> _What you will do_
Any images in the material are to be dropped while every line is retyped exactly.

> _Data for analysis_
■ ■ ■ ■ ■
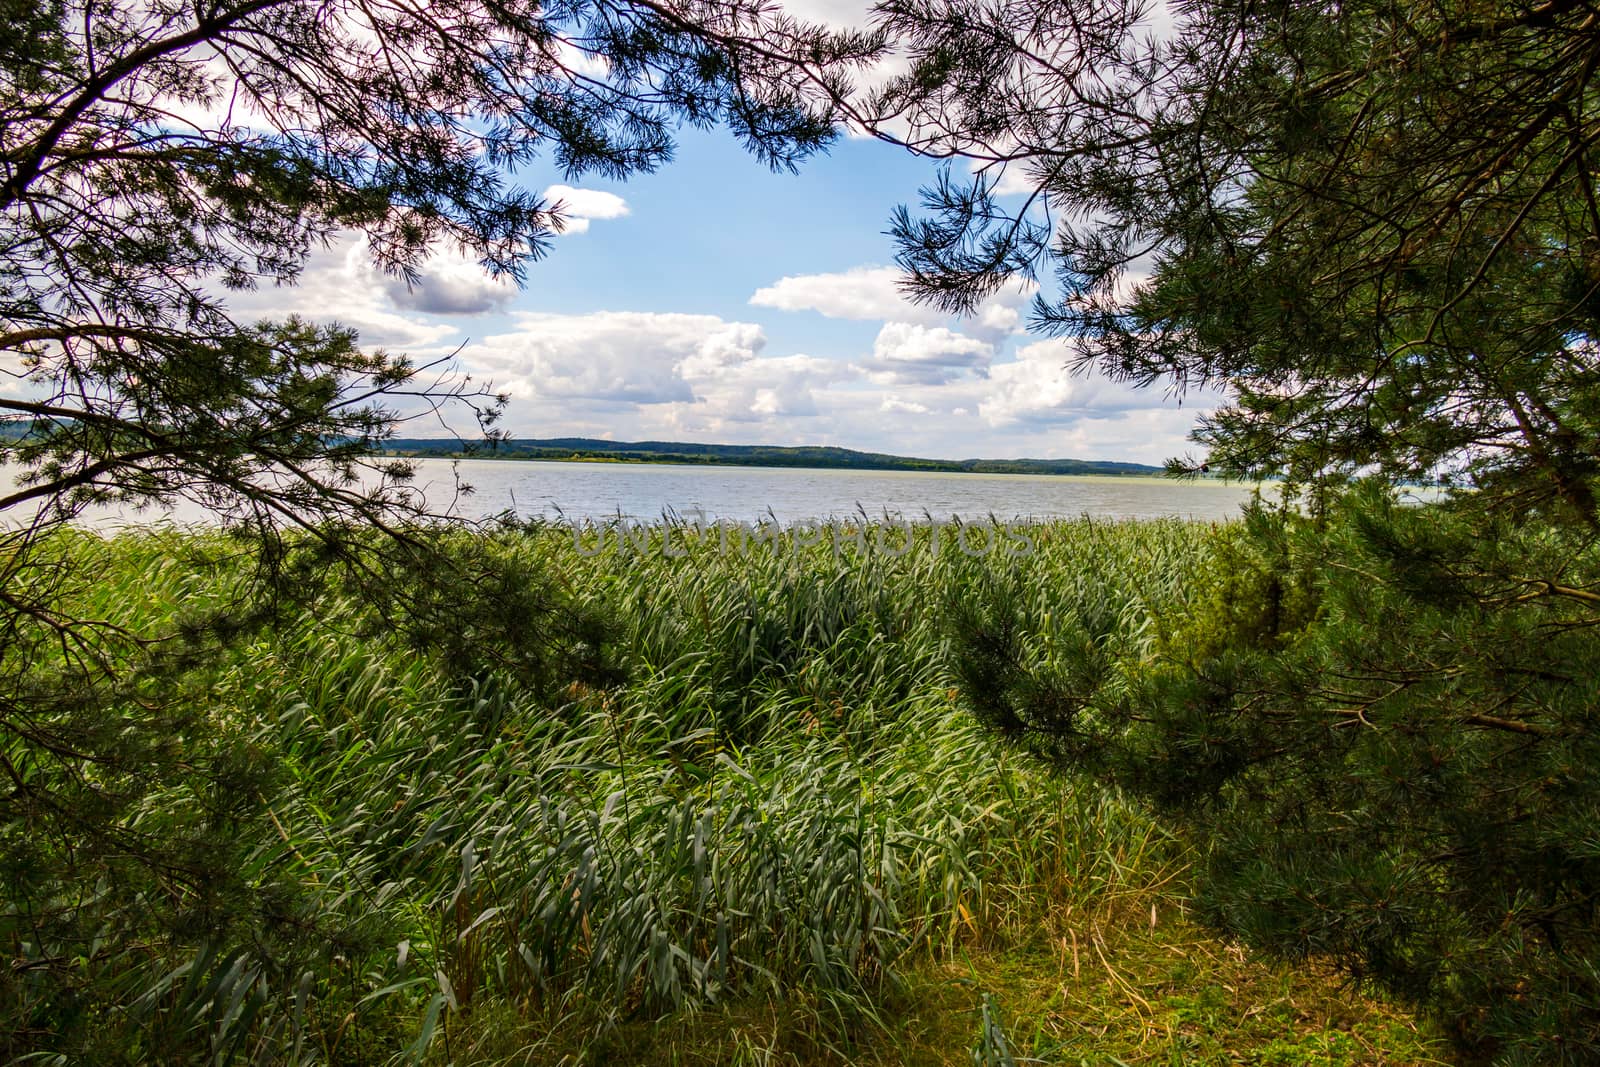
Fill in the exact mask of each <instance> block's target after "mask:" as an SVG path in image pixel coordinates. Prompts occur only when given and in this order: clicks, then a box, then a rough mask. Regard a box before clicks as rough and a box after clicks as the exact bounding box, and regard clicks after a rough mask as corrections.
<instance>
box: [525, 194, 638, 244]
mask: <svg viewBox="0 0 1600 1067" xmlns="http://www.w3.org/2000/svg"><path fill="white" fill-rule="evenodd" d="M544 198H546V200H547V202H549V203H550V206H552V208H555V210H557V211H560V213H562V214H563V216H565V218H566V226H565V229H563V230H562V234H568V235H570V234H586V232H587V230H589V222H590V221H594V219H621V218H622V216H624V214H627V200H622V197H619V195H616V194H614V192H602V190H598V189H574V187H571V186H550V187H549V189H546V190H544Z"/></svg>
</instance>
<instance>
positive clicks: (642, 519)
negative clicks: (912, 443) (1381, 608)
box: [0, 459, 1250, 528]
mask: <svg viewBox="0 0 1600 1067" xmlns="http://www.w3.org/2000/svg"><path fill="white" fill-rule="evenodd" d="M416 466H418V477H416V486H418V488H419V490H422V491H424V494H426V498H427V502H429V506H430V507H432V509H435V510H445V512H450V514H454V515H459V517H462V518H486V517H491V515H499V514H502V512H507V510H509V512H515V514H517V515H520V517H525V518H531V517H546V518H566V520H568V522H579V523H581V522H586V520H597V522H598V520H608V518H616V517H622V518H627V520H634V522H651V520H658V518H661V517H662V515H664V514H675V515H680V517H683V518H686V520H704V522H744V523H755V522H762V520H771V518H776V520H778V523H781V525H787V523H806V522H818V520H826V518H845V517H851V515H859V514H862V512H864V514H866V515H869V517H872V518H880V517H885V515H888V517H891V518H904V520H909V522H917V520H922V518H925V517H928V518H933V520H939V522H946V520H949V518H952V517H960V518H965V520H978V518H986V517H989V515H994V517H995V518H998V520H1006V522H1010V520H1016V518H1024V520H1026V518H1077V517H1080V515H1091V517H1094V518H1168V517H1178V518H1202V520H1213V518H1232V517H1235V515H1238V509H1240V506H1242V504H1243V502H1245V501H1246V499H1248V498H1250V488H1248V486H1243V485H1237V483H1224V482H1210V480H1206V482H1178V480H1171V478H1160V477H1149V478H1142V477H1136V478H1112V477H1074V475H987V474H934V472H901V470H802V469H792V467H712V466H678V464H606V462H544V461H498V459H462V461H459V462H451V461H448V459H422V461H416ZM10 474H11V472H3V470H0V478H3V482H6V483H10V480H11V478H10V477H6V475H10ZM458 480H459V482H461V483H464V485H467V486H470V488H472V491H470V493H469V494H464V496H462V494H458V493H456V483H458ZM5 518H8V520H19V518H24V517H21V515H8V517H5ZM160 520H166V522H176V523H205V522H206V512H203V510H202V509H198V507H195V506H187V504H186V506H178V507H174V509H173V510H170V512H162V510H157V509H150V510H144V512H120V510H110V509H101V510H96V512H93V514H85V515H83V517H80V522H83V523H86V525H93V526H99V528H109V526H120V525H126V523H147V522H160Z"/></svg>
■ ■ ■ ■ ■
> _Result of this task_
Fill in the exact mask of each <instance> block's target after "mask:" as an SVG path in image pixel coordinates. Prompts occur only when given and in this order: clicks, then a box, then a rough mask. Regard a box before clicks as rough and a box after clicks as the exact bounding box, and regard clicks after a rough mask as corrections.
<instance>
box: [525, 194, 638, 244]
mask: <svg viewBox="0 0 1600 1067" xmlns="http://www.w3.org/2000/svg"><path fill="white" fill-rule="evenodd" d="M544 198H546V200H547V202H549V203H550V206H552V208H555V210H557V211H560V213H562V214H563V216H565V218H566V226H565V229H563V230H562V234H568V235H570V234H586V232H587V230H589V222H590V221H594V219H621V218H622V216H624V214H627V200H622V197H619V195H616V194H614V192H602V190H598V189H574V187H571V186H550V187H549V189H546V190H544Z"/></svg>
</instance>
<instance>
positive clicks: (642, 519)
negative clicks: (912, 443) (1381, 608)
box: [0, 459, 1250, 528]
mask: <svg viewBox="0 0 1600 1067" xmlns="http://www.w3.org/2000/svg"><path fill="white" fill-rule="evenodd" d="M416 466H418V477H416V486H418V488H419V490H422V491H424V494H426V498H427V502H429V506H430V507H432V509H435V510H445V512H450V514H454V515H459V517H462V518H486V517H491V515H499V514H502V512H507V510H509V512H515V514H517V515H520V517H525V518H531V517H546V518H566V520H568V522H579V523H581V522H586V520H597V522H598V520H608V518H616V517H622V518H627V520H634V522H651V520H658V518H661V517H662V515H664V514H675V515H680V517H683V518H686V520H704V522H744V523H755V522H762V520H771V518H776V520H778V523H781V525H787V523H806V522H818V520H826V518H845V517H851V515H859V514H862V512H864V514H866V515H869V517H872V518H880V517H885V515H888V517H891V518H904V520H909V522H917V520H922V518H925V517H928V518H933V520H939V522H946V520H949V518H952V517H960V518H965V520H978V518H986V517H989V515H994V517H995V518H998V520H1006V522H1010V520H1016V518H1024V520H1026V518H1077V517H1080V515H1091V517H1094V518H1168V517H1178V518H1202V520H1213V518H1232V517H1235V515H1238V509H1240V506H1242V504H1243V502H1245V501H1246V499H1248V498H1250V488H1248V486H1243V485H1237V483H1224V482H1210V480H1206V482H1178V480H1171V478H1160V477H1149V478H1142V477H1136V478H1112V477H1074V475H987V474H934V472H901V470H802V469H792V467H712V466H678V464H606V462H544V461H498V459H462V461H459V462H451V461H448V459H422V461H416ZM10 474H11V472H3V470H0V478H3V482H6V483H10V480H11V478H10V477H6V475H10ZM458 480H459V482H461V483H464V485H467V486H470V488H472V491H470V493H469V494H464V496H462V494H458V493H456V483H458ZM5 518H8V520H19V518H24V517H21V515H8V517H5ZM160 520H166V522H176V523H205V522H206V512H203V510H202V509H198V507H195V506H187V504H186V506H178V507H174V509H173V510H170V512H162V510H157V509H150V510H144V512H120V510H110V509H101V510H96V512H93V514H85V515H83V517H80V522H83V523H86V525H93V526H99V528H109V526H120V525H126V523H147V522H160Z"/></svg>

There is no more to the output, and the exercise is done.